(Source passage)

It is in our DNA to be replenished. Nourished and renewed.
I am in the refueling business. But that doesn’t mean it is easy to practice what I preach. Here’s what I do know: When I don’t pay attention to my spirit, my “well-being account” can be easily overdrawn. You name it; exasperation, cynicism, exhaustion. Dispirited. Here’s the bottom line, I lose track of my center. I lose track of Terry. And I wonder if I have anything more to give.
I think this is why Mr. Rogers is still on my mind.
Replenishment was an important theme for him.
“Nobody else can live the life you live,” Fred said. “And even though no human being is perfect, we always have the chance to bring what’s unique about us to live in a redeeming way.”
This I know to be true: when I’ve lost my unique voice, I fall short of my best self.
I do not speak from my heart.
I do not act with compassion.
I do not see or honor the common ground we share.
So. How do I (how do we) reclaim that voice?
In previous Sabbath Moments, I’ve talked about Sankofa (from the Akan language of Ghana), associated with the proverb, “Se wo were fi na wosankofa a yenkyi,” which translates “It is not wrong to go back for that which you have forgotten.”

(End Source passage)

• [What to do]
A. In the passage on replenishment, start at the words "I am in the" and end after "reclaim that voice?", giving that part again with "heart" replaced by "soul".
B. According to the passage on replenishment, what language does Sankofa come from?

(Material shown)

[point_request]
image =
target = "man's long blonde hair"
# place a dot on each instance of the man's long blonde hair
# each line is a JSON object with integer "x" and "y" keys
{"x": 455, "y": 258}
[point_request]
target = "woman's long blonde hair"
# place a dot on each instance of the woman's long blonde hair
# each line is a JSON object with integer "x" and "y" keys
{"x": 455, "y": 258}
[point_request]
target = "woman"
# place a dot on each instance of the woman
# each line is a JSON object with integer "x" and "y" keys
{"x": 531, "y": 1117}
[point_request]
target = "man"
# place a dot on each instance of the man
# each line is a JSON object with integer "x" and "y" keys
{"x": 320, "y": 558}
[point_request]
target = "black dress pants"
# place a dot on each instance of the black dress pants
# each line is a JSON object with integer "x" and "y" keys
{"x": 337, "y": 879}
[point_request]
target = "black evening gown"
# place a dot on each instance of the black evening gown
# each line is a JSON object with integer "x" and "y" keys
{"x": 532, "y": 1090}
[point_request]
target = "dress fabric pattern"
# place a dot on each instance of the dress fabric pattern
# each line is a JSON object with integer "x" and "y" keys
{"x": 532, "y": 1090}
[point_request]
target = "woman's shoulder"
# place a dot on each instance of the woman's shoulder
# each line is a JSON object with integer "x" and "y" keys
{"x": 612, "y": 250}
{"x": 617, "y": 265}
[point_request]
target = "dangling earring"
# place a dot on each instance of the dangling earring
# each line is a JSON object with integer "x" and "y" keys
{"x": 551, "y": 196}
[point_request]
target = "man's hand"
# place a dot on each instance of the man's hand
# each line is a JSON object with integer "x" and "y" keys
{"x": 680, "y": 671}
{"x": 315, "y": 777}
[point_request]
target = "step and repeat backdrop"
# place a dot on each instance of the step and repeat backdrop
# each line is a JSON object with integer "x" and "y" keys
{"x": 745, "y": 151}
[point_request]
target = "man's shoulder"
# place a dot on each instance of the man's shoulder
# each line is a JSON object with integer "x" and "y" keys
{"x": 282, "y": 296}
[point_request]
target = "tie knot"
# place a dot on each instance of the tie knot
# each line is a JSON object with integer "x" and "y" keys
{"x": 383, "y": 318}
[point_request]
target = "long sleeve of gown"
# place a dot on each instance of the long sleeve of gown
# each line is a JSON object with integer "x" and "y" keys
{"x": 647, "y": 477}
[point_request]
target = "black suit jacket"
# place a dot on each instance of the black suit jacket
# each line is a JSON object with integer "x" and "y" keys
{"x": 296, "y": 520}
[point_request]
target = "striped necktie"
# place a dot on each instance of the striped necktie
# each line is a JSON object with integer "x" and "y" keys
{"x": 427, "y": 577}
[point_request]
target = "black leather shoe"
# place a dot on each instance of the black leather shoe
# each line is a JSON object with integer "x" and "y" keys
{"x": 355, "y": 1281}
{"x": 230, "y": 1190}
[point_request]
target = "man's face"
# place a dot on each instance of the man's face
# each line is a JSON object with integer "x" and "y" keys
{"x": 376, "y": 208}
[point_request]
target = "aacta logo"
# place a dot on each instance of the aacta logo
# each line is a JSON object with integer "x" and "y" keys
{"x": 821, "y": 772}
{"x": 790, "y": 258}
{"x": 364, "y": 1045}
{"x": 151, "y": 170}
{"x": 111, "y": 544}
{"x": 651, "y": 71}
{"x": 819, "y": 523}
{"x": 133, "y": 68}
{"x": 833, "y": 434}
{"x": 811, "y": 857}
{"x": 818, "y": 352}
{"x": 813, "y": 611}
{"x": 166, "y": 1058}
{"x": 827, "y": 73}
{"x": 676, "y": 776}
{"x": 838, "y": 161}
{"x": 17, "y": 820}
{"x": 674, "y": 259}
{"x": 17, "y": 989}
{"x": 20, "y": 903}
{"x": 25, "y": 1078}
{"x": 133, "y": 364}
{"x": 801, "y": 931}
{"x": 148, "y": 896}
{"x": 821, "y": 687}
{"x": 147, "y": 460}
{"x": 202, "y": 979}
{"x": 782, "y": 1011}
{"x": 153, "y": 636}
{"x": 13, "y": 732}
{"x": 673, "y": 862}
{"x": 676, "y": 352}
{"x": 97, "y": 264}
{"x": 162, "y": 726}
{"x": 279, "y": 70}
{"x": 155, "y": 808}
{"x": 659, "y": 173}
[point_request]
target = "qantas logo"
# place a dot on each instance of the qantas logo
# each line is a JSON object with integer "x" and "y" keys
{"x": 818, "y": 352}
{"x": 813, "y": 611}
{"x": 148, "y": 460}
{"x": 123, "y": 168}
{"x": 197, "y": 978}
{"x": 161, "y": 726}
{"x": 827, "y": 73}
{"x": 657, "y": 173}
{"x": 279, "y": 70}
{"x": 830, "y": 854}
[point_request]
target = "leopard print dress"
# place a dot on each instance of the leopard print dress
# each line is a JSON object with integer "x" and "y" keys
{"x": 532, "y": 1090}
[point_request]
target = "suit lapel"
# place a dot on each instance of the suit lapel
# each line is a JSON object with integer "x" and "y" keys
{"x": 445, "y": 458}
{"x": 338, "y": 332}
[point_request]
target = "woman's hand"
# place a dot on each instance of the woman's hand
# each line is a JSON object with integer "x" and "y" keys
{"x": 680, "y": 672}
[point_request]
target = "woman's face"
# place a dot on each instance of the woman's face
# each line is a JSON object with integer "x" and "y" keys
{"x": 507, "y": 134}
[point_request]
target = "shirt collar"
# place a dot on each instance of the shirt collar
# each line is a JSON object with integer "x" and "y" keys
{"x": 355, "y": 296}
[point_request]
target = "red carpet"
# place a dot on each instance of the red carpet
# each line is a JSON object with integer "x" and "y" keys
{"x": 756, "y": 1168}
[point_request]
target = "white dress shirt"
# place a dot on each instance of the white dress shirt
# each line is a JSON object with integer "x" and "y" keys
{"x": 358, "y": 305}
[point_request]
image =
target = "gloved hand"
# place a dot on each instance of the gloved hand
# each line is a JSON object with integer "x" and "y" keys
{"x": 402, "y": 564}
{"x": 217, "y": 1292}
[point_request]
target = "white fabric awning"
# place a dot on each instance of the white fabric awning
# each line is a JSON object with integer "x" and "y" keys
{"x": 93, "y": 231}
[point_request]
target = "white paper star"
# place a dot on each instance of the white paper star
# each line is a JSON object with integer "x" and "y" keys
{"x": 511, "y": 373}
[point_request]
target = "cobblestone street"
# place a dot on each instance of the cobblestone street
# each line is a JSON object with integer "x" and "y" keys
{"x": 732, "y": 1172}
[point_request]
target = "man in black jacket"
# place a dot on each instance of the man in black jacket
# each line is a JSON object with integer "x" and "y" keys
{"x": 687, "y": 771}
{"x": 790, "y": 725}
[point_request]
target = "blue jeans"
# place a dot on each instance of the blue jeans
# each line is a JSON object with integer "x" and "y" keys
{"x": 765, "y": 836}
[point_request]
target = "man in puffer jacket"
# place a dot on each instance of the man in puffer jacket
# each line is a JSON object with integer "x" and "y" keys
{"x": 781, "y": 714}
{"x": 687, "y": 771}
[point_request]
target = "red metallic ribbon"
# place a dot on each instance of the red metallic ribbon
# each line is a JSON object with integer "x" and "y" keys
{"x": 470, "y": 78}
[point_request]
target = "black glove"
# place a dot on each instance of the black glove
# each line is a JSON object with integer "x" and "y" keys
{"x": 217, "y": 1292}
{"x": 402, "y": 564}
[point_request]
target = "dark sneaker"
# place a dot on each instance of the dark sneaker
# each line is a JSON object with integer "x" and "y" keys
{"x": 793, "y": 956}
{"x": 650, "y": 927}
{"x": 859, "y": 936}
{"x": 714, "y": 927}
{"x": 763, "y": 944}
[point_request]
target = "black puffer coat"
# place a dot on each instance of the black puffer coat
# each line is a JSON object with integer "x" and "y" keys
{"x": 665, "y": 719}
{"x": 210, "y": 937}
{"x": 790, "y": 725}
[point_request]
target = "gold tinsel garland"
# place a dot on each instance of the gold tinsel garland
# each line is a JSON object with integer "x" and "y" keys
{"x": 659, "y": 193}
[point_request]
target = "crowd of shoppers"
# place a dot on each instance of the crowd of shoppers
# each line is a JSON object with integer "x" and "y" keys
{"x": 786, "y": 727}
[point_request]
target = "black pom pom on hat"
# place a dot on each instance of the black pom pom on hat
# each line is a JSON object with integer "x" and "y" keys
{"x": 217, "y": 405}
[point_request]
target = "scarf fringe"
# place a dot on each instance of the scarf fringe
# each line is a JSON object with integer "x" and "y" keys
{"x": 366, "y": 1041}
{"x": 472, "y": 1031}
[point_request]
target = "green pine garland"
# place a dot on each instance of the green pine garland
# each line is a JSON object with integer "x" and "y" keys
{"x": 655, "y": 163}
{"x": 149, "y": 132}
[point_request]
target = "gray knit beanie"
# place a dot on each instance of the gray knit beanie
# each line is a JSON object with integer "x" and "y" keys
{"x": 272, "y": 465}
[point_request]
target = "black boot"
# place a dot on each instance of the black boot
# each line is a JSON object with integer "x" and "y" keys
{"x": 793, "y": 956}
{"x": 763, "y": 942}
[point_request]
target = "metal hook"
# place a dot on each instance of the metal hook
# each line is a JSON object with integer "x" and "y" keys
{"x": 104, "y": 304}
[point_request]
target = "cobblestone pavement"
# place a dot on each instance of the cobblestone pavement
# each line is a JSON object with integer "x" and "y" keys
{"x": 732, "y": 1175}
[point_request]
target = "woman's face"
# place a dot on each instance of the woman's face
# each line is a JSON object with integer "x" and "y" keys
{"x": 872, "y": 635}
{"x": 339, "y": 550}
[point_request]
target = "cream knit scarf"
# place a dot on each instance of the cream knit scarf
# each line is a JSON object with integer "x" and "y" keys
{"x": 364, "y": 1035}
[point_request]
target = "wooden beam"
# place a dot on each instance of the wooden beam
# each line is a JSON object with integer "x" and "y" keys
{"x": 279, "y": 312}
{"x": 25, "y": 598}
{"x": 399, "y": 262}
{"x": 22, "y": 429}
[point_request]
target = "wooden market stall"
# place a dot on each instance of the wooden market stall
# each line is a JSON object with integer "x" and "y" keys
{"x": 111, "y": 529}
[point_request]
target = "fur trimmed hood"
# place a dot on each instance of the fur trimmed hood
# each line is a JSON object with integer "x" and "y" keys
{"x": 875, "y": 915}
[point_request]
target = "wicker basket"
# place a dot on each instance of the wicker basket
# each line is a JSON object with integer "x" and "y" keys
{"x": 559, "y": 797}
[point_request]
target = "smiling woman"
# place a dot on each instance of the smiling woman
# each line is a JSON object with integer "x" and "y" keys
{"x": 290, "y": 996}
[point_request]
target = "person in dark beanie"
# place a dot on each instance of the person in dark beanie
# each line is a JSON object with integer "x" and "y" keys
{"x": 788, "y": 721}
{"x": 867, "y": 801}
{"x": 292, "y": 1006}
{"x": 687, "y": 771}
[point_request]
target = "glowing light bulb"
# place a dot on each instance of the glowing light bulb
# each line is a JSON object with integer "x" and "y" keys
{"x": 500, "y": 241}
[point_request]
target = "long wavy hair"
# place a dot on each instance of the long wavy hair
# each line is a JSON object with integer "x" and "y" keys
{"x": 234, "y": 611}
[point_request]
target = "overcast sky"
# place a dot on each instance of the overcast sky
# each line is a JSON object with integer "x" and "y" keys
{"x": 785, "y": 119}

(End Material shown)

• [Answers by task]
A.
I am in the refueling business. But that doesn’t mean it is easy to practice what I preach. Here’s what I do know: When I don’t pay attention to my spirit, my “well-being account” can be easily overdrawn. You name it; exasperation, cynicism, exhaustion. Dispirited. Here’s the bottom line, I lose track of my center. I lose track of Terry. And I wonder if I have anything more to give.
I think this is why Mr. Rogers is still on my mind.
Replenishment was an important theme for him.
“Nobody else can live the life you live,” Fred said. “And even though no human being is perfect, we always have the chance to bring what’s unique about us to live in a redeeming way.”
This I know to be true: when I’ve lost my unique voice, I fall short of my best self.
I do not speak from my soul.
I do not act with compassion.
I do not see or honor the common ground we share.
So. How do I (how do we) reclaim that voice?

B. The Akan language of Ghana.